--- Task details ---
Return every one of the following lines word for word, changing nothing.

--- Given data ---

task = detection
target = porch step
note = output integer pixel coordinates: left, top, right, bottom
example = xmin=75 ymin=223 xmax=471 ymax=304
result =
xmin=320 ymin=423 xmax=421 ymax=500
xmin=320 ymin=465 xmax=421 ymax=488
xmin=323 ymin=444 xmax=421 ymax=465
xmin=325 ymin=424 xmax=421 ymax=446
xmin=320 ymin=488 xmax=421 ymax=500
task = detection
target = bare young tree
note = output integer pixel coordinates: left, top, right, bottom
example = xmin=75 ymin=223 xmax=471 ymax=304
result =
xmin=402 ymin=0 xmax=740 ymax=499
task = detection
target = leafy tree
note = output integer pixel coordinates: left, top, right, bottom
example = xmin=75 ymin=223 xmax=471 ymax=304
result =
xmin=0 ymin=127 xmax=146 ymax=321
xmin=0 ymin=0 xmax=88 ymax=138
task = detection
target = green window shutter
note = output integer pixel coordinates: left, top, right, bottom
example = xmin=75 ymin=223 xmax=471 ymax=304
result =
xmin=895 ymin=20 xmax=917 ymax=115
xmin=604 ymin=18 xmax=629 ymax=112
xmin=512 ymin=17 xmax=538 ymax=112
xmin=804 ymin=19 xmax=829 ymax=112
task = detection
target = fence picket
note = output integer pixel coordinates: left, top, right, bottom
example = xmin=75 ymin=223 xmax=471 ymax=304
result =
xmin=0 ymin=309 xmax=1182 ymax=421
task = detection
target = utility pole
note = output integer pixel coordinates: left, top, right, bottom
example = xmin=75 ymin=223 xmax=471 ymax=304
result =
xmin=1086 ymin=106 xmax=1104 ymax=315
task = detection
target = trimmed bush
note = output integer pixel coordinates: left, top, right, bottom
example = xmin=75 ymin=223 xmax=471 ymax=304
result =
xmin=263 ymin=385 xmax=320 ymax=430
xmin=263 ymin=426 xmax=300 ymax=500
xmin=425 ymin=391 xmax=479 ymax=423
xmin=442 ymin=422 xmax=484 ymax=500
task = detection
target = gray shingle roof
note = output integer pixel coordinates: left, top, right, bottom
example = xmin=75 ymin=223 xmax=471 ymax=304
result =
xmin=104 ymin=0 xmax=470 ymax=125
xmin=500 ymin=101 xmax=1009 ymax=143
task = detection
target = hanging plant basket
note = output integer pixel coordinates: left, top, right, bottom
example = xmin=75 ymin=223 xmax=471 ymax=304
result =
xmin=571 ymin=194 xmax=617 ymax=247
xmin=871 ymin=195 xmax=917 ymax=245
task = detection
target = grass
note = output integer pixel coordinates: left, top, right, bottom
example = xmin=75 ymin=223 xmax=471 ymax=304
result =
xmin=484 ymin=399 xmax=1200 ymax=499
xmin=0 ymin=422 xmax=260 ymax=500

--- Result for this task ---
task = detection
target = porch step
note = output integer pixel coordinates: left, top, right, bottom
example = xmin=75 ymin=223 xmax=471 ymax=304
result =
xmin=320 ymin=423 xmax=421 ymax=500
xmin=320 ymin=465 xmax=421 ymax=488
xmin=323 ymin=444 xmax=421 ymax=465
xmin=325 ymin=424 xmax=421 ymax=446
xmin=320 ymin=488 xmax=421 ymax=500
task = detection
target = bare young tree
note = output integer pixel coordinates: left, top, right, bottom
example = xmin=75 ymin=223 xmax=471 ymax=304
result =
xmin=402 ymin=0 xmax=740 ymax=499
task = detection
target = leafy tree
note = output integer pixel coordinates: left, top, right, bottom
example = xmin=75 ymin=223 xmax=471 ymax=304
result =
xmin=0 ymin=127 xmax=146 ymax=321
xmin=0 ymin=0 xmax=88 ymax=138
task = detection
target = green window shutter
note = output integer pixel coordinates: left, top, right, bottom
example = xmin=75 ymin=223 xmax=471 ymax=304
result =
xmin=895 ymin=20 xmax=917 ymax=115
xmin=604 ymin=18 xmax=629 ymax=112
xmin=512 ymin=17 xmax=538 ymax=112
xmin=804 ymin=19 xmax=829 ymax=112
task = detection
target = fence picket
note = output integer pixel coordinates: left, top, right, bottom
example = xmin=75 ymin=223 xmax=471 ymax=304
result =
xmin=0 ymin=309 xmax=1182 ymax=421
task = detection
target = utility pole
note = output integer pixel coordinates: left, top, right, bottom
example = xmin=75 ymin=223 xmax=471 ymax=304
result =
xmin=1086 ymin=106 xmax=1104 ymax=315
task = detection
target = trimmed bush
note = output integer pixel coordinates: left, top, right, bottom
example = xmin=75 ymin=223 xmax=471 ymax=304
result =
xmin=263 ymin=385 xmax=320 ymax=430
xmin=263 ymin=426 xmax=300 ymax=500
xmin=425 ymin=391 xmax=479 ymax=423
xmin=442 ymin=422 xmax=484 ymax=500
task = detection
target = gray shingle roof
note = output integer pixel coordinates: left, top, right, bottom
example = xmin=75 ymin=223 xmax=471 ymax=304
result =
xmin=104 ymin=0 xmax=470 ymax=125
xmin=500 ymin=101 xmax=1009 ymax=143
task = detection
target = hanging plant basket
note = output integer pixel coordinates: left, top, right, bottom
example = xmin=75 ymin=223 xmax=471 ymax=304
result =
xmin=571 ymin=194 xmax=617 ymax=247
xmin=871 ymin=195 xmax=917 ymax=245
task = detection
target = grass
note = output integer pixel coordinates: left, top, right, bottom
example = xmin=75 ymin=223 xmax=471 ymax=304
result =
xmin=484 ymin=399 xmax=1200 ymax=499
xmin=0 ymin=422 xmax=260 ymax=500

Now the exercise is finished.